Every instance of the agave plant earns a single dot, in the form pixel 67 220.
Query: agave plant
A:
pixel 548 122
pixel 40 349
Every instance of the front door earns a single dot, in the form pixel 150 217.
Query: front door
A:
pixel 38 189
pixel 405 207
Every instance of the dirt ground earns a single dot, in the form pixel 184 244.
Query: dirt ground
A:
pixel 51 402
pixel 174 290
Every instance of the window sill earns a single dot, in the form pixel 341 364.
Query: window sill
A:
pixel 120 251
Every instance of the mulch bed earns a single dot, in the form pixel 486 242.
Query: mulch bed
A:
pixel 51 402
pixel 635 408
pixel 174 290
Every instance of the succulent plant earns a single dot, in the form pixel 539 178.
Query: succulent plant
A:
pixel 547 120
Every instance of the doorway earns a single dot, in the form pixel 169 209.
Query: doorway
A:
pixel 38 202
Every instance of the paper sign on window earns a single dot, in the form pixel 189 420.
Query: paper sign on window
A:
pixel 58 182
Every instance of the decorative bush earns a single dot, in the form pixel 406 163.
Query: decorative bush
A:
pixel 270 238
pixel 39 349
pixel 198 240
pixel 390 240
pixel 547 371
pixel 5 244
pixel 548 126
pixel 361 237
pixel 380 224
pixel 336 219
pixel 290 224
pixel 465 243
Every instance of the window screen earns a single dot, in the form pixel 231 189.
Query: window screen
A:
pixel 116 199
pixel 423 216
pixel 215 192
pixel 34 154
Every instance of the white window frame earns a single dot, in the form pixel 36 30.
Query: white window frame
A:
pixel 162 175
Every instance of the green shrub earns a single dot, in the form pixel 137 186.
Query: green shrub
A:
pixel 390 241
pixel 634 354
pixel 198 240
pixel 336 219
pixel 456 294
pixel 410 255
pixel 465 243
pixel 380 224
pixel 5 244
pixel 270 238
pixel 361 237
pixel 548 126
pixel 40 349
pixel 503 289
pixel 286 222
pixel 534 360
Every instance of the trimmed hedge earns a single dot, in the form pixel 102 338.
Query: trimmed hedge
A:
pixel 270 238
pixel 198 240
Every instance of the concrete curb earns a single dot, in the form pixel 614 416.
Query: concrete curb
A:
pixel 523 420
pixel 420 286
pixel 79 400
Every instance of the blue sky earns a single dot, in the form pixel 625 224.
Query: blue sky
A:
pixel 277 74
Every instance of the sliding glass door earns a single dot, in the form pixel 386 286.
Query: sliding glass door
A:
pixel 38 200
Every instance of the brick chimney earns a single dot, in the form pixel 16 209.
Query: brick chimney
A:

--

◆ **Your objective**: Reproduce all of the data above verbatim, line for line, without adding, dropping, or altering anything.

◆ **Response to the task**:
Every instance of the agave plant earns a single dot, in the form pixel 67 220.
Query: agave plant
A:
pixel 548 122
pixel 40 349
Every instance of the front door earns a single dot, in the form pixel 150 217.
Query: front door
A:
pixel 38 189
pixel 405 207
Every instance of the dirt ground earns a single dot, in the form pixel 184 244.
Query: dirt ground
A:
pixel 51 402
pixel 174 290
Every instance of the window sill earns a single dot, in the form pixel 341 364.
Query: window sill
A:
pixel 120 251
Every instance of the mulch bed earns a single dot, in the form pixel 486 242.
Query: mulch bed
A:
pixel 51 402
pixel 635 408
pixel 174 290
Every instance of the succulent plant earns a single dot, in the form pixel 539 178.
Query: succulent plant
A:
pixel 547 120
Every instance of the doorway earns a single dot, in the form pixel 169 209.
Query: doorway
A:
pixel 38 202
Every instance of the paper sign on window earns a single dot, in the form pixel 189 420.
Query: paper sign on window
A:
pixel 58 182
Every instance of the decorative bush earns a single dot, in the form pixel 406 163.
Query: decorative bush
A:
pixel 270 238
pixel 39 349
pixel 198 240
pixel 390 240
pixel 547 371
pixel 5 244
pixel 548 126
pixel 361 237
pixel 380 224
pixel 336 219
pixel 290 224
pixel 465 243
Every instance of the window screen earns a single dot, in the form pixel 231 189.
Query: window screen
A:
pixel 116 199
pixel 423 216
pixel 215 192
pixel 34 154
Every instance of the white window frame earns a single dot, in the form pixel 36 30.
Query: white window frame
A:
pixel 162 175
Every instance of the green shrub earns a single dot, in the form pixel 137 186.
Query: green shrub
A:
pixel 390 241
pixel 634 354
pixel 198 240
pixel 336 219
pixel 456 294
pixel 410 255
pixel 465 243
pixel 380 224
pixel 5 244
pixel 270 238
pixel 361 237
pixel 548 126
pixel 40 349
pixel 503 289
pixel 286 222
pixel 534 360
Every instance of the trimmed hedge earns a single dot, in the form pixel 102 338.
Query: trimmed hedge
A:
pixel 270 238
pixel 198 240
Every instance of the concrete curb earns a single dot, in the form pixel 614 416.
Query: concrete curb
A:
pixel 523 420
pixel 420 286
pixel 79 400
Every instance of the blue sky earns a single dot, in the form pixel 625 224.
Query: blue sky
A:
pixel 277 74
Every instance of the sliding glass door earns a single dot, in the form pixel 386 286.
Query: sliding glass door
A:
pixel 38 200
Every instance of the brick chimney earns a single dot, in the form pixel 16 209.
Query: brick chimney
A:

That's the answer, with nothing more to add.